EXERCISE TASK:
Answer these questions using the review of Fatale below:
1. At whose funeral does Nicolas Lash meet Jo?
2. What kind of case is Hank Raines looking into as a reporter?
3. How many pages does the introductory issue contain?

TEXT TO READ:
──────────
When Nicolas Lash meets the mysterious and stunningly alluring Jo at a funeral for his godfather, Dominic Raines, a psychotic chain of events follows that leaves Lash a broken man.  Later Hank Raines, a reporter looking into a crooked cop case, meets Jo, or rather Josephine, at a bar to discuss bringing forth the truth about Walt Booker--who is involved with Josephine--and his corrupt partner.  Unfortunately Hank isn't thinking straight, but then how can he after having met Josephine's gaze?  Men can't help but fall under Josephine's spell and it seems she has been alluring men for quite a few years, but as she stays young, Booker is slowly dying and he looks to be preparing to make a deal with the devil.
Fatale seems to be headed in the best of directions.  This introduction mostly covers familiar territory for Brubaker and Phillips, but the seeds of something we have not seen from the creators before are there and the next issue looks to bring in more of the horror and the supernatural lurking beneath this noir tale.  Jo, Walt, Hank and Nicolas are all interesting, but with only 24 pages--an epic undertaking for the usual "holding the line at a mere 20 pages" mindset...sorry, had to take the dig--there is more to be learned before I cling to any of them just yet.  That said, the pages are packed with information and intrigue in this new mystical world and I will definitely be picking up issue two.  A lot of fun that promises thrills to come.  RECOMMENDED!
──────────
[Coordinate labeling data]
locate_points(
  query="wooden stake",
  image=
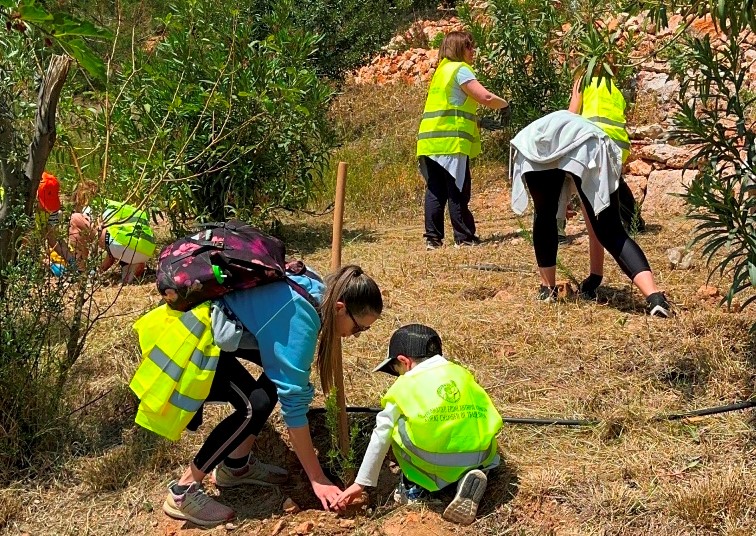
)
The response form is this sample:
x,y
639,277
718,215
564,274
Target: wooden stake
x,y
338,371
──────────
ANSWER TO THIS PROBLEM:
1. The funeral of his godfather, Dominic Raines.
2. A crooked cop case.
3. 24 pages.